— Texte à lire —
%%

Il n'existe aucune étude graphologique pour déterminer si tels poèmes ont été recopiés en septembre, tels autres en octobre. Et dans son témoignage Rimbaud tel que je l'ai connu, Izambard ne parle pas d'un recopiage pour le premier séjour, mais d'un recopiage lors du second séjour. Et Izambard va jusqu'à dire que Rimbaud se plaignait de manquer de papier.
Izambard n'a reçu aucun lot de poèmes pour sa part. Il avait des copies plus anciennes de quelques poèmes, mais Izambard n'avait aucune copie des poèmes de septembre et d'octobre commis par Rimbaud.
Pour moi, la logique semble bien la suivante.
Rimbaud a été emprisonné à Mazas, mais il n'avait pas tous ses poèmes avec lui. Il est retourné à Charleville avec Izambard à cause des sommations de sa mère, et quand il a fugué là il a pris tous ses poèmes avec lui pour s'ouvrir les voies de la presse à Charleroi, et puis à Bruxelles, et il s'est enfin rabattu sur Douai. Et il a eu du temps pour écrire. Demeny taquinait la jeunette de dix-sept ans et Rimbaud était logé chez les demoiselles Gindre, puis Rimbaud avait été hébergé à Bruxelles où il a dû avoir quelques heures pour s'occuper de poésie. En clair, à Douai, en octobre, lors du seul second séjour douaisien, Rimbaud a eu tout le temps de coucher sur le papier sept nouvelles compositions, en l'occurrence les sept sonnets dits du "cycle belge", puis il a pu recopier "Les Effarés" et "Roman" pour Demeny, et il a remanié tous ses anciens poèmes et il a remis des copies de ces compositions révisées à Demeny. En revanche, quand Izambard est arrivé, il était en porte-à-faux, il venait d'essuyer les colères de la mère après la première fugue, il s'était engagé à retrouver l'énergumène, et donc il n'était sans doute pas disposé à réceptionner de nouvelles compositions de Rimbaud. En septembre, si Rimbaud recopiait ses poèmes pour l'un, Demeny, pourquoi ne les recopierait-il pour l'autre ? Pourquoi en octobre Izambard se plaindrait ainsi du papier dépensé pour le recopiage de sept poèmes seulement ? Et si Izambard s'est plaint que Rimbaud ne copiait ses poèmes que sur un seul côté des feuillets, pourquoi aurait-il échoué à imposer ses vues à l'enfant Rimbaud qui lui était déjà redevable ? Izambard n'était pas d'humeur à recevoir des poèmes et Rimbaud devait compter les lui remettre ultérieurement, mais de plus le manque de papier faisait que seul Demeny en profiterait, mais ce fut un recopiage de 22 poèmes, sans que projet de recueil il y eut, puisqu'Izambard dit que Rimbaud pense à la publication de ses poèmes, sans jamais parler de recueil, preuve que pour Izambard Rimbaud pense surtout au prélèvement d'un poème pour une revue au départ. Ou bien Rimbaud s'il invente un recueil par la suite peut se dire qu'il n'a plus à envoyer tels poèmes par la poste. Izambard lui dit que le papier coûte cher, mais la poste aussi ça coûte cher.

%%

— Travail à faire —
(A) Dans le texte sur les séjours de Rimbaud à Douai, comment sont désignés les sept sonnets écrits en octobre ?
(B) Poursuivez le texte sur les séjours de Rimbaud à Douai en reprenant après sa dernière phrase.
Les données qui suivent forment un ensemble indépendant du texte.

— Données fournies —
%%

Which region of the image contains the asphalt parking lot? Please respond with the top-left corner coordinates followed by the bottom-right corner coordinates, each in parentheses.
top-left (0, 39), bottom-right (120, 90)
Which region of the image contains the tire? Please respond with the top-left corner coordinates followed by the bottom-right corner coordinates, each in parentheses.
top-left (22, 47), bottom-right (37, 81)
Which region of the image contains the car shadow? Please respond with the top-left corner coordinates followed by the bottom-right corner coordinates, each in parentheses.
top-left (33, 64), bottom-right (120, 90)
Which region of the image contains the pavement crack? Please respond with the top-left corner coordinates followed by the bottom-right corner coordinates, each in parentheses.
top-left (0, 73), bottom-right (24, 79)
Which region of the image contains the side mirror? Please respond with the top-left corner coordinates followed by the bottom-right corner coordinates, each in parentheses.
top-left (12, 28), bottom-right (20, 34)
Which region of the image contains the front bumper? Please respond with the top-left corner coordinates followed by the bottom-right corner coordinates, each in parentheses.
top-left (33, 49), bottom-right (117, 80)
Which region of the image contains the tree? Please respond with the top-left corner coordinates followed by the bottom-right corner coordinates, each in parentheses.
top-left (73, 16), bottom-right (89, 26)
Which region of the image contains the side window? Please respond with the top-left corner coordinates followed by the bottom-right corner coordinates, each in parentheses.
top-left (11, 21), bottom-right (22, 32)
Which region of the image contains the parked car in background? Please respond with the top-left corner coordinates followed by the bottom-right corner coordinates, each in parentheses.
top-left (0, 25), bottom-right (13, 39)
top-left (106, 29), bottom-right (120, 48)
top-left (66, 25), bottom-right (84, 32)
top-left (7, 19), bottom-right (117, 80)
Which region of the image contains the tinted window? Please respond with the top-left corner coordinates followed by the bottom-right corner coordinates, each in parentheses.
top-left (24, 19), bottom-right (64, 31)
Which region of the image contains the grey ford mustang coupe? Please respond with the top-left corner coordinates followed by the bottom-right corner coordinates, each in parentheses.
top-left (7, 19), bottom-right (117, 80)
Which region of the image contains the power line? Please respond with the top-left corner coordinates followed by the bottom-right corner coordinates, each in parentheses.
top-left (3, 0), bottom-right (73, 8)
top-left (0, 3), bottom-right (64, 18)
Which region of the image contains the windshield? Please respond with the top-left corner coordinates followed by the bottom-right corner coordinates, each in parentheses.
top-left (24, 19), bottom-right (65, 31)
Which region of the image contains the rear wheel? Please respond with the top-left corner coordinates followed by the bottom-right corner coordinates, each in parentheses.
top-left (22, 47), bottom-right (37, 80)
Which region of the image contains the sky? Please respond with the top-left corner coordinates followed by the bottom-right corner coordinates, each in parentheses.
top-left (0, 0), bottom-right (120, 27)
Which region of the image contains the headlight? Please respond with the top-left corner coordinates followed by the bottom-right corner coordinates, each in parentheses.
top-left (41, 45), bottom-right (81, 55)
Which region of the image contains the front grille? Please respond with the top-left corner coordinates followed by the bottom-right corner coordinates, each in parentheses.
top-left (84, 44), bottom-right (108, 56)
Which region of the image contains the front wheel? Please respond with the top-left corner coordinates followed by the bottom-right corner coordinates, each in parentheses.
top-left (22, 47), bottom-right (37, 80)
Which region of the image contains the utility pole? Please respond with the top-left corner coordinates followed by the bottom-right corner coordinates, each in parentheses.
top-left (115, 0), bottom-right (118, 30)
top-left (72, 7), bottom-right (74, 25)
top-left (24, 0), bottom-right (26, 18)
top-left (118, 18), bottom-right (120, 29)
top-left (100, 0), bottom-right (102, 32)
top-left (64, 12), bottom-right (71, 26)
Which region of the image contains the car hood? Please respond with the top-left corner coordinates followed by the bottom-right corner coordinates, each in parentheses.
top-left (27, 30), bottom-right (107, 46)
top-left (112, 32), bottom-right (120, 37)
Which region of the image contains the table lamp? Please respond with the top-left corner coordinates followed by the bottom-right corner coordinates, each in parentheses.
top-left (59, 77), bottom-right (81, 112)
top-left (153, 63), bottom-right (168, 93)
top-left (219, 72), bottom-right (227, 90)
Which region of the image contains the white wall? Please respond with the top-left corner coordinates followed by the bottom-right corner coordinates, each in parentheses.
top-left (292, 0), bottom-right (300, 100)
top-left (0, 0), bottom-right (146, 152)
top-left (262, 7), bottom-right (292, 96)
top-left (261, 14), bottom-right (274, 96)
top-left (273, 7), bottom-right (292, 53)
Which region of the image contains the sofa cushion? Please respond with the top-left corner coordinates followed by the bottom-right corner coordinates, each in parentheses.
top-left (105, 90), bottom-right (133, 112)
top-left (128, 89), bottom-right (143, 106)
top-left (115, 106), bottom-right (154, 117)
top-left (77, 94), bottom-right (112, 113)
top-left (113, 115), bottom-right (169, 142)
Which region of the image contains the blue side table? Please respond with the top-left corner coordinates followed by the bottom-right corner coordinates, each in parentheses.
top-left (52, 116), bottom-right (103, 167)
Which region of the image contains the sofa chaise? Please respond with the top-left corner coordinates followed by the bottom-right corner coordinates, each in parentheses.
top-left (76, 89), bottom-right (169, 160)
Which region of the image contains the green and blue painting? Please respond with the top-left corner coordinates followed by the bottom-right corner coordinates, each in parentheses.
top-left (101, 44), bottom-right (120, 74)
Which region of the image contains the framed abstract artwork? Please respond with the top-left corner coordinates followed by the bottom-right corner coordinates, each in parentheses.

%%

— Réponses aux consignes —
(A) Ce sont les sept sonnets dits du « cycle belge ».

(B)
Sur le mot au crayon laissé à Demeny, Rimbaud se demande si celui-ci va lui écrire, ce qui veut dire que Rimbaud est de plus en plus mal vu. Or, en septembre, il est sorti de prison après une fugue, et ça se passe encore bien avec Izambard qui le ramène chez sa mère. En octobre, il s'est imposé chez les soeurs Gindre, il récrée un problème. En septembre, son passage à Douai était un début de résolution. Et peut-être qu'au fur et à mesure que Rimbaud remettait ses poèmes à Demeny, paquet par paquet, il voyait bien que Demeny était embarrassé par ce cas de seconde fugue, comme il voyait qu'il était fermé : "Vous m'écrirez, Pas ?" ça ne ressemble pas à un auteur qui parle à son éditeur garanti. Je dis ça, je dis rien. Il reste à déterminer si le "sauf-conduit" est logique pour octobre et pas nécessaire pour septembre. En septembre, Izambard ramenait Rimbaud, mais en octobre la justice s'en mêlait...
Et, de fil en aiguille, le problème devient de plus en plus intéressant.
Finalement, on ne peut même pas dire, faute d'avoir étudié la question, si les sept sonnets du "cycle belge" ont été écrits avant ou après les quinze autres poèmes de 1870 remis à Demeny. Et c'est là qu'une autre question tombe : il y a peut-être d'autres poèmes plus tardifs que nous ne l'avons cru parmi les quinze autres. Et justement, il y a le cas de "Rages de Césars".
Parce que vous allez me dire que pour l'instant tout est fragile, mais dans le cas de "Rages de Césars", il y a deux articles d'analyse de détail du sonnet qui sont sortis en même temps, en même temps car dans deux ouvrages distincts de l'année 1991. Steve Murphy a publié une étude du poème dans son volume Rimbaud et la ménagerie impériale, tandis que Marc Ascione a publié une note de la longueur d'un articulet dans l'édition du centenaire Oeuvre-Vie d'Arthur Rimbaud conçue par Alain Borer.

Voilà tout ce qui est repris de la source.